• [WHAT IS EXPECTED]:
Write out each entry below exactly; the images do not belong in your copy.

• [EXTRACTED RECORDS]:

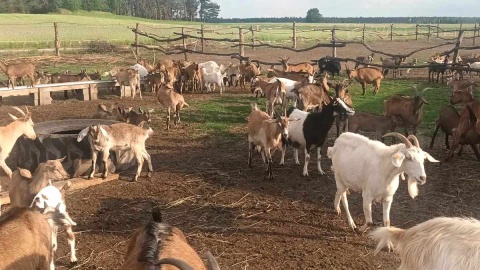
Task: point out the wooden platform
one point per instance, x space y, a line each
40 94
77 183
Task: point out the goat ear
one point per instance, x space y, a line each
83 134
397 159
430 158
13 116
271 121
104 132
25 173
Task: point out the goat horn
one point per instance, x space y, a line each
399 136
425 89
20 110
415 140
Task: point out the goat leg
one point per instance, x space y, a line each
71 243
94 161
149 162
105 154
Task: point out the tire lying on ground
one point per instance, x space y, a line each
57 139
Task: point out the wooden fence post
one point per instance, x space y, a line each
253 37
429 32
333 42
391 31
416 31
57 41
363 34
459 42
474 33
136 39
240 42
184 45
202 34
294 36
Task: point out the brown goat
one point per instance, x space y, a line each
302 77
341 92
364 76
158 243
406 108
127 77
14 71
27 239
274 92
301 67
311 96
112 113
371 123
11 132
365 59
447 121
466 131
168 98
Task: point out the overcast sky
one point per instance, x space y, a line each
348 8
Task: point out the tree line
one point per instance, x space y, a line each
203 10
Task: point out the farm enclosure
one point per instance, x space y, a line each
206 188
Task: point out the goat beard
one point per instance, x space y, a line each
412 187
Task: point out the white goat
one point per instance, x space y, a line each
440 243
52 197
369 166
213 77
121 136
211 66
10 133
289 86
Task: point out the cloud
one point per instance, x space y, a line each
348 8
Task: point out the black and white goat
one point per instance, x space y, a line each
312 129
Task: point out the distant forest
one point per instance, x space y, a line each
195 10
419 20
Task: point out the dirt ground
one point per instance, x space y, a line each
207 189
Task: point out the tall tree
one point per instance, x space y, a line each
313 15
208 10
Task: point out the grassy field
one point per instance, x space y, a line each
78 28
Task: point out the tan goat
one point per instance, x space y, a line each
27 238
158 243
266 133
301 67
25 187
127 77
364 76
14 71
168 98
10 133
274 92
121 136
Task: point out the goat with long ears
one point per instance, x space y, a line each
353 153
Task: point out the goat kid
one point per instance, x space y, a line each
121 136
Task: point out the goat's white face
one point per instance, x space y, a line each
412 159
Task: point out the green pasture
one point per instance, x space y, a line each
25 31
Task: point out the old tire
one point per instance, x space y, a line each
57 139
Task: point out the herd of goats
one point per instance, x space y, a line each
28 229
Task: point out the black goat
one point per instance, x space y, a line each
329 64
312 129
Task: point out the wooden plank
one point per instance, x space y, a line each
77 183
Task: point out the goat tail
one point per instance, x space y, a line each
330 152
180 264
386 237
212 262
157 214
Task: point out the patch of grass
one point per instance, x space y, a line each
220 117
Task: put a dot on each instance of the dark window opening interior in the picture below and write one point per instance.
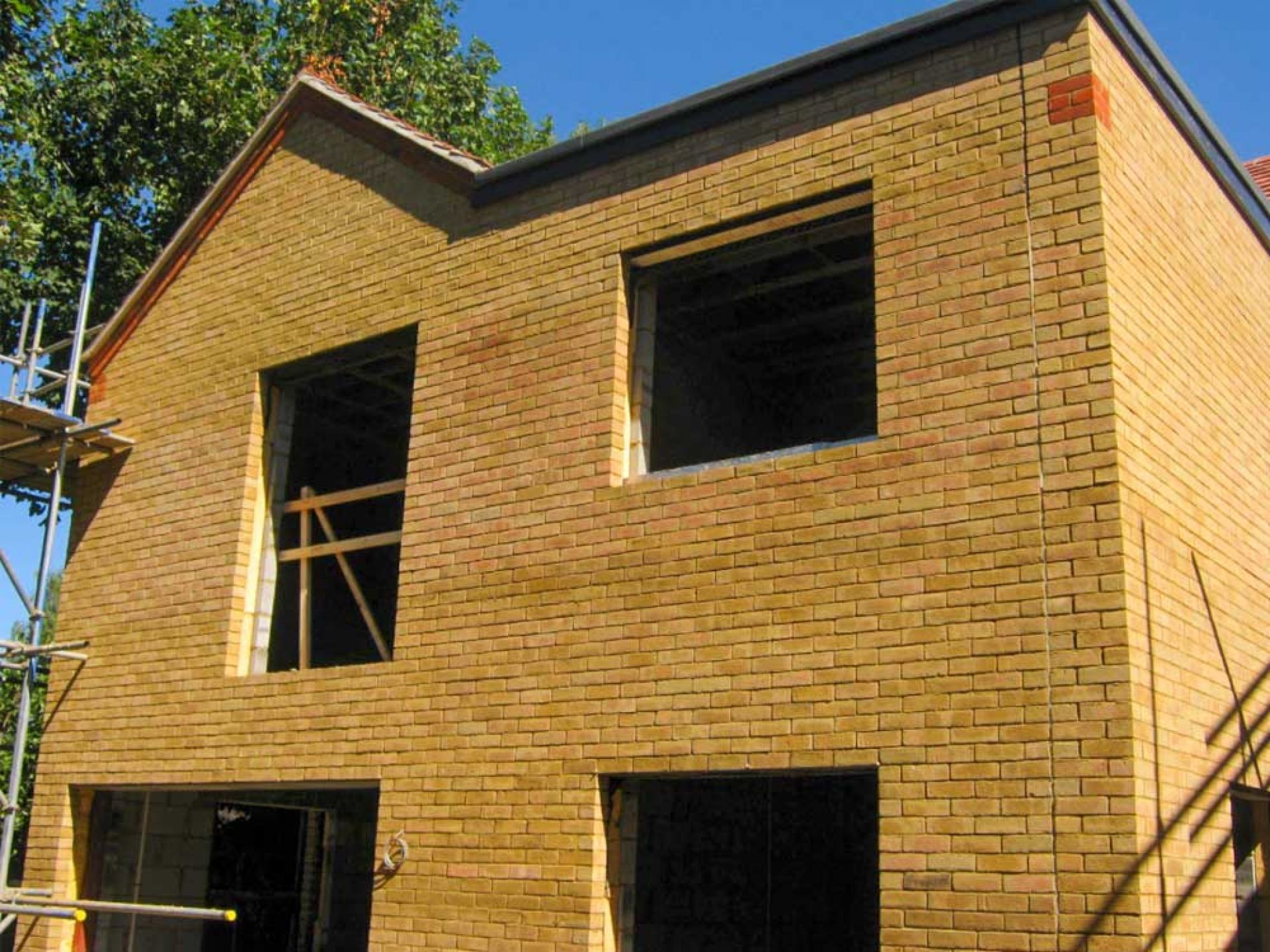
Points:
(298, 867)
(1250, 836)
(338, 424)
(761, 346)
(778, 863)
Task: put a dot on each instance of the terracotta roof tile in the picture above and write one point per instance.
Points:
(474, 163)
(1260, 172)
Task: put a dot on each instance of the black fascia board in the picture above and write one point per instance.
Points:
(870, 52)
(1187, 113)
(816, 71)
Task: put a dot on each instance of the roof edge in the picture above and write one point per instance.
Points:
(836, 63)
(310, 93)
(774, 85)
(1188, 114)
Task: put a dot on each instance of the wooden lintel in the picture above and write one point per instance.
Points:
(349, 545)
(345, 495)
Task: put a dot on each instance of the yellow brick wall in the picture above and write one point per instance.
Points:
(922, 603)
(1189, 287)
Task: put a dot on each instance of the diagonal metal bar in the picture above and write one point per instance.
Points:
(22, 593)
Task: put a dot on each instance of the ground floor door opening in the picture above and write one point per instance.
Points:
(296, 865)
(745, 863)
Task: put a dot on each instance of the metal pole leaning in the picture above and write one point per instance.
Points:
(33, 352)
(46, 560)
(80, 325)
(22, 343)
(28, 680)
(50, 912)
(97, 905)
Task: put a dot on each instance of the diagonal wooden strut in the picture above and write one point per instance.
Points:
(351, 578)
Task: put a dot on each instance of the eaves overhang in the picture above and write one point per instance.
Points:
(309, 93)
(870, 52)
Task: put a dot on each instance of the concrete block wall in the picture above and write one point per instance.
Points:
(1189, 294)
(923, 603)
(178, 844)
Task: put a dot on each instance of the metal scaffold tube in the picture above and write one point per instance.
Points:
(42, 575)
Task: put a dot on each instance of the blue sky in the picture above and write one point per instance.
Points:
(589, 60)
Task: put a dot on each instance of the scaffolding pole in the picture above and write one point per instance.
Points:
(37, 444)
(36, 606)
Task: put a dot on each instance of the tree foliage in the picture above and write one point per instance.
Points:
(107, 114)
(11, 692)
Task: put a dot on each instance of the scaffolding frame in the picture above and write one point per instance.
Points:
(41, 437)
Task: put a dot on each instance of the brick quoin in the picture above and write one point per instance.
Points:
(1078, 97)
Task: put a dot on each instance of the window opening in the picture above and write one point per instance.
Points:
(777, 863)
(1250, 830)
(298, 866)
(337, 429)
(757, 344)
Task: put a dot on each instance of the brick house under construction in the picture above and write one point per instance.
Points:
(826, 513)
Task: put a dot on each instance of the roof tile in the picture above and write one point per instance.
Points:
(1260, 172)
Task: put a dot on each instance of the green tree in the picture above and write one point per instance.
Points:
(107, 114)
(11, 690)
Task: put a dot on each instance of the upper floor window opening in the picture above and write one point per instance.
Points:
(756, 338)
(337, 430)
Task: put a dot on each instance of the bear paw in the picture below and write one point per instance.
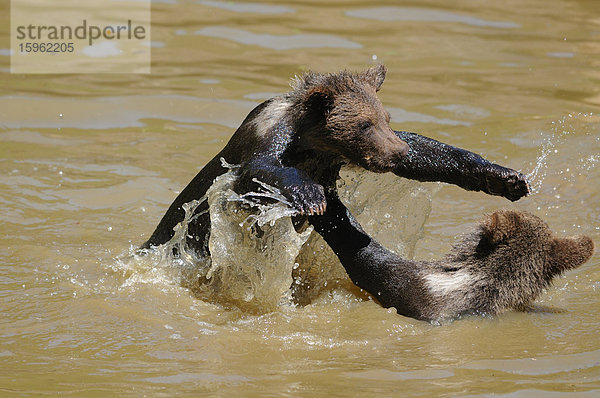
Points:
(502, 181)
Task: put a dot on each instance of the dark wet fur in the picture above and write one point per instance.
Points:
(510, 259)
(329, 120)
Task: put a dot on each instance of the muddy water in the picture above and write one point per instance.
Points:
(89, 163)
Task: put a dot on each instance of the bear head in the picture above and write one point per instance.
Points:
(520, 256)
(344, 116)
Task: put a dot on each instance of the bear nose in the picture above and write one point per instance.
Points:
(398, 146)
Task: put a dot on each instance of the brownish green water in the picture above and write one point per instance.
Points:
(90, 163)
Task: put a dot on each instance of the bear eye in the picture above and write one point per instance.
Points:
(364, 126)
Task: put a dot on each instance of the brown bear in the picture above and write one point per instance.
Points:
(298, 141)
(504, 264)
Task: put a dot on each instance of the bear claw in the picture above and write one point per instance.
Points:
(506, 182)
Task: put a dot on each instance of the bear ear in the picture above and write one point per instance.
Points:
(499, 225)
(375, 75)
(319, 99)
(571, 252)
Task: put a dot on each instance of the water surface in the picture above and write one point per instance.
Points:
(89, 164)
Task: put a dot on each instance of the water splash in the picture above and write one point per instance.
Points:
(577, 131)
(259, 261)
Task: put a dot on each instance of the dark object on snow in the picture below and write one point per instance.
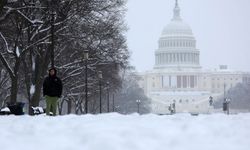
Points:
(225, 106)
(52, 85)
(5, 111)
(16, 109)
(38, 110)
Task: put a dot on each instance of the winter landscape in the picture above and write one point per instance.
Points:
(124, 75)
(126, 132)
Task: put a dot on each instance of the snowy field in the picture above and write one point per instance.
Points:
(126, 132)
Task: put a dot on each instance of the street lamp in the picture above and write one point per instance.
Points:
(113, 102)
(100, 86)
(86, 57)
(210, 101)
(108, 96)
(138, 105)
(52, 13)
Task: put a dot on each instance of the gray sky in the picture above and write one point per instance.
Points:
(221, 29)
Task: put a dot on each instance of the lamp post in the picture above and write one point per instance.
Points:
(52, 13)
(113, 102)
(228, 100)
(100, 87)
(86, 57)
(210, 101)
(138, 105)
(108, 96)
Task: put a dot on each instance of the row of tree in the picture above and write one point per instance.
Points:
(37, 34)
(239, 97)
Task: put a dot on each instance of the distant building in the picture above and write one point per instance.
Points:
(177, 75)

• [RESPONSE AREA]:
Task: point out the wooden platform
one point per instance, x space y, a line each
40 94
77 183
Task: point out the goat ear
one point per instance, x space y, a line each
83 134
397 159
430 158
13 116
271 121
104 132
25 173
Task: point out the goat horn
one point per instance, x space y, a line each
399 136
425 89
20 110
415 140
Task: point out the goat leg
one point per instance, x space y, a line each
71 243
94 161
149 162
105 154
Task: point out the tire lying on ground
one point per instance, x space y, a line each
57 139
Task: point out the wooden fence post
one point per instance, x space y, a line each
253 37
429 32
333 42
391 31
416 31
57 41
363 34
459 42
474 33
136 39
240 42
184 45
202 34
294 36
Task: point out the brown goat
one point per instance, x space y, a line each
302 77
341 92
364 76
158 243
406 108
127 77
14 71
27 239
274 92
301 67
311 96
112 113
371 123
11 132
365 59
447 121
466 131
168 98
Task: point out the overcast sky
one point per instance, x space y, a line each
348 8
Task: point out the tree line
one point per instance, x space y, a line each
203 10
Task: point out the farm enclosure
one point per instance, x space y, a line each
206 188
Task: point out the goat beard
one point per instance, x space y, a line each
412 187
Task: point out the white goat
one point per instance, x space y, a line each
440 243
52 197
369 166
213 77
121 136
211 66
10 133
289 86
Task: point out the cloud
one point per instance, x space y, a line each
348 8
Task: point out the black and white goat
one point per instance, x space y, a line each
312 129
Task: point out the distant forest
one point per instance, x space y, a line each
195 10
419 20
Task: point out the dirt ground
one point per instance, x space y, a line each
207 189
Task: point out the tall tree
one point per instance, x space y, a line each
313 15
208 10
Task: point out the grassy field
one point per instance, x space y, a line each
78 28
Task: point out the tan goat
one point per instance, x space y, a line each
27 238
158 243
266 133
301 67
25 187
127 77
364 76
14 71
168 98
10 133
274 92
121 136
Task: point out the goat with long ears
one point per instance, x space y, a line each
353 153
Task: point out the goat kid
one point per instance, x space y, a line each
121 136
Task: point out the goat's white face
one point per instance, x space y, a line each
412 159
Task: point out the green pasture
one point per instance, x space y, a line each
25 31
Task: point out the old tire
one point per instance, x space y, a line each
57 139
Task: point out the herd of goats
one point per instance, x space y, a line each
28 229
Task: point out the black goat
one point per instance, x space y, a line each
329 64
312 129
Task: point out the wooden plank
one point per instance, x space y, a line each
77 183
Task: point out the goat tail
one point per instance, x space y, a line each
330 152
180 264
386 237
212 262
157 214
Task: point out the patch of grass
one point per instance, x space y, a line each
220 117
Task: put a dot on each instance of the dark window opening interior in the picture below and write one point per instance.
Points:
(298, 867)
(1250, 836)
(338, 424)
(761, 346)
(778, 863)
Task: put a dot on each instance of the terracotta roof tile in the picture above and write one point per instance.
Points:
(474, 163)
(1260, 172)
Task: put a dot on each instance of the black fascia board in the picture above and write one point per instance.
Points:
(870, 52)
(1187, 113)
(816, 71)
Task: put a dot on each instance of the roof edge in the picture above and write one point per instance.
Points:
(836, 63)
(310, 93)
(774, 85)
(1188, 114)
Task: put a dot on each instance of the wooden lintel in the picture above and write one point per instance.
Points:
(349, 545)
(345, 495)
Task: put a dot on each instance of the yellow brick wall in the picture above and write one point per instance.
Points:
(922, 603)
(1189, 287)
Task: put a dot on each instance of the diagonal metal bar in the picture above and write one point per instance.
Points:
(22, 593)
Task: put a dot on each instance of the ground floor door opening in the picture above and write one point per instance.
Points:
(296, 865)
(745, 863)
Task: put a dot on each instance of the metal pole leaning in the picture above and write one point per instance.
Points:
(33, 352)
(46, 560)
(80, 325)
(22, 343)
(28, 680)
(50, 912)
(97, 905)
Task: put a dot on each instance of the diagonal wooden strut in the picture above and write one point per instance.
Points:
(351, 578)
Task: put a dot on each instance of the eaves overhang in the picture above and write one point per instance.
Points:
(309, 93)
(870, 52)
Task: put a dot on each instance of the concrete block wall in the picture above and write one point per instance.
Points:
(1189, 294)
(923, 603)
(178, 844)
Task: put a dot on each instance of the metal scaffold tube in the picture above and write one point per instance.
Points:
(42, 575)
Task: put a dot on each instance of the blue sky in the picture above and write one point per instance.
Points:
(589, 60)
Task: put a dot on each instance of the scaffolding pole in the picture above and write one point per instance.
Points:
(37, 444)
(36, 606)
Task: put a dot on each instance of the tree foliage in the picture above and write one point per instance.
Points:
(107, 114)
(11, 692)
Task: put a dot on each instance of the scaffolding frame in the picture above and write one point per instance.
Points:
(41, 437)
Task: put a dot on each instance of the brick quoin in the picture above and write one point per instance.
Points:
(1078, 97)
Task: put a dot on each instance of the window opening in the picture above and write one point per instance.
Points:
(777, 863)
(1250, 830)
(298, 866)
(337, 429)
(757, 344)
Task: put a dot on each instance of the brick house under construction in the picture above and write one point per instance.
Points:
(826, 513)
Task: put a dot on each instance of the roof tile in the picture above and write one point per instance.
Points:
(1260, 172)
Task: put a dot on each instance of the green tree in the picture above and write one point per instance.
Points:
(107, 114)
(11, 690)
Task: put a dot on each instance of the upper floor window opening in the picture above and write one point per instance.
Points:
(756, 338)
(337, 430)
Task: put a dot on each instance of the bear paw in the picture below and write one point per instance.
Points:
(502, 181)
Task: put a dot on each instance of the dark wet fur in the picture above and write one point per instance.
Points:
(510, 259)
(329, 120)
Task: put a dot on each instance of the muddy water in the picture above and write one point per instance.
Points:
(89, 163)
Task: put a dot on each instance of the bear head in the picture above and write one point per instance.
Points:
(520, 256)
(344, 116)
Task: put a dot on each instance of the bear nose in the picture above and write one point per instance.
Points:
(398, 146)
Task: put a dot on each instance of the brownish green water in the picture above and write one point per instance.
Points:
(90, 163)
Task: put a dot on each instance of the bear eye in the picture above and write one point per instance.
Points:
(364, 126)
Task: put a dot on each instance of the brown bear in the picture above and write one point per instance.
Points:
(298, 141)
(504, 264)
Task: put a dot on each instance of the bear claw in the picture above and write one point per instance.
Points:
(506, 182)
Task: put a dot on each instance of the bear ear in the picture above and write one point per instance.
Points:
(499, 225)
(375, 75)
(319, 99)
(571, 252)
Task: put a dot on each instance of the water surface in the picture above and write one point per instance.
Points:
(89, 164)
Task: put a dot on each instance of the water splash in the picture above and write one point per instance.
Points:
(577, 131)
(259, 261)
Task: put a dot on each instance of the dark object on snow in the picture below and write one point per instance.
Points:
(225, 106)
(52, 85)
(5, 111)
(16, 109)
(38, 110)
Task: put a dot on each instance of the winter landscape in the picture above and write one point per instance.
Points:
(124, 75)
(126, 132)
Task: put a dot on each instance of the snowy field in the picture above and write one point per instance.
Points:
(126, 132)
Task: put a dot on each instance of the street lamp in the picture above and write one point per instance.
Points:
(113, 102)
(100, 86)
(86, 57)
(210, 101)
(108, 96)
(138, 105)
(52, 13)
Task: put a dot on each instance of the gray sky in the picture above and write one point per instance.
Points:
(221, 29)
Task: put a dot on each instance of the lamp post in the picture above and write one point per instance.
Points:
(52, 13)
(113, 102)
(228, 100)
(100, 87)
(86, 57)
(210, 101)
(138, 105)
(108, 96)
Task: put a dot on each instance of the row of tree in the picture above and write one point per instance.
Points:
(37, 34)
(239, 97)
Task: put a dot on each instance of the distant building in the picture above and write one point per instance.
Points:
(177, 75)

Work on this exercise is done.